§ **TASK GOAL**: Restate the data below word for word, omitting pictures.

§ **Recorded data**:
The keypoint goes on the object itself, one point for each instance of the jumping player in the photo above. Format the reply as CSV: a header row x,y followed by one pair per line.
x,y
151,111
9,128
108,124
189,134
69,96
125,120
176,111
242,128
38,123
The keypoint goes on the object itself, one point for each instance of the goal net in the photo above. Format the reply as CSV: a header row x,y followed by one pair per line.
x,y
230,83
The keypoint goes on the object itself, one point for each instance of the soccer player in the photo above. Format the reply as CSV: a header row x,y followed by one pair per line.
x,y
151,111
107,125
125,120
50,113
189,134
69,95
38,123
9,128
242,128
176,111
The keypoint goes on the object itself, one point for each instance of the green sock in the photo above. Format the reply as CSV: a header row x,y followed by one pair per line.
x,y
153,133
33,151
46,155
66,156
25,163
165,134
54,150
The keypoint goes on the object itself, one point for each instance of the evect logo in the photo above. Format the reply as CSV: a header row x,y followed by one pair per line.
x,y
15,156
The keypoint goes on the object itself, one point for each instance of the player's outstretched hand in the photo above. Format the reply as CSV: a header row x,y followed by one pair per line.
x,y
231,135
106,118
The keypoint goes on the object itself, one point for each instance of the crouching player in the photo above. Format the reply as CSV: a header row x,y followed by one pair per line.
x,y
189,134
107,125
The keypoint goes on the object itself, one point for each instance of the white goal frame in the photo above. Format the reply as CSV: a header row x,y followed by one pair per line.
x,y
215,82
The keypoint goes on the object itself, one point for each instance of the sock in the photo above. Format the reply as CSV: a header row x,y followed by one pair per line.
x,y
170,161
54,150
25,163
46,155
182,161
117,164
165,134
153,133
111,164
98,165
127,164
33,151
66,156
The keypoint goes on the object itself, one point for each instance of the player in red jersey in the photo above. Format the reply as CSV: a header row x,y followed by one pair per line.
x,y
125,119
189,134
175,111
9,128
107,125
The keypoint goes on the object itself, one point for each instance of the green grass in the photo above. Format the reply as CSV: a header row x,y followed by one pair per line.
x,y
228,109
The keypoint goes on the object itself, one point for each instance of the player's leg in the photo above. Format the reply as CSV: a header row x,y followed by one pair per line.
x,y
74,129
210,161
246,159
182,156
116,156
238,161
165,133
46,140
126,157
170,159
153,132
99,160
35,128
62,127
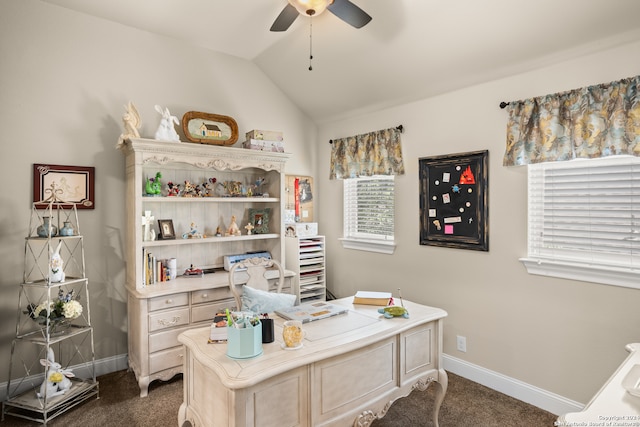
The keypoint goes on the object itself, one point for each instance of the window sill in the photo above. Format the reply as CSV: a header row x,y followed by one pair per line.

§ **YOUR SOLUTION**:
The keypoint goes on the object itself, one point for each instance of the jumping player in the photo above. Format the reply as CSV: a header row x,y followed by one pair per line.
x,y
151,111
9,128
108,124
189,134
69,96
125,120
176,111
242,128
38,123
The keypoint goes on the object itself, one point for each instance of the goal net in the photo above. Format the reply as CSV: a header row x,y followed by one pair per line.
x,y
230,83
The keypoint goes on the object itself, one point for each instance of the soccer player in the photo above. Format the reply as CSV: a header row x,y followed by one pair per line.
x,y
151,111
107,125
125,120
50,113
189,134
69,95
38,123
9,128
242,128
176,111
The keypoint goes on the object itself, one point for each instance of the green sock in the photo above. Format the reply as CSV: a header row x,y followed by one pair per line.
x,y
153,133
33,151
46,155
66,156
25,163
165,134
54,150
The keypoint goes on the object itself, one point for each instance of the evect logo in the photo above. Format the reply as CSV: a header row x,y followed by one pair per line.
x,y
15,156
The keypoint goes on the object itself, one point for each instance of the player's outstretched hand in the photo above. Format the reply as CSV: a header row x,y followed by one pair per line.
x,y
231,135
106,118
The keypoint goes on the object itself, one point for each instance of the crouching player in the photo above. Format the reply as CSV: a header row x,y followed by one pair per line.
x,y
189,134
107,125
The keypoint goes on the object itself, one point for each instance of the white goal frame in the photo above. Format the reply as CSV: a header row x,y followed by one pair per line.
x,y
215,82
The keypoint goes on the object itself, one point for each instance of the sock in the photo above. Format the reply as CSV: a header row x,y followed by one pair per line.
x,y
170,161
54,150
25,163
46,155
182,161
117,164
165,134
153,133
111,164
98,165
127,164
33,151
66,156
The keypoint goes on the object itself, one point for each instance of the player in red jersey in the photo above. Format the reply as CSV: a header row x,y followed by one pair per line.
x,y
125,119
189,134
175,111
9,128
107,125
The keypoint goes on the object itself, one point for each instance of the green grass in the photo above. Format the reply as CSV: a header row x,y followed by one pair per line.
x,y
228,109
The keypoint goes on the object itself, one point for each instance of the player's leg in the photo above. Format the reply as CSV: a header row x,y followed by one pair per line.
x,y
74,129
210,161
246,159
182,156
116,156
238,161
165,133
46,140
126,157
170,159
153,132
99,160
35,128
62,127
The keypoint goes on the object itself, one point for each instance of the window sill in the photo above. Format the reply as CSV: a header row x,y followed by one pair per line.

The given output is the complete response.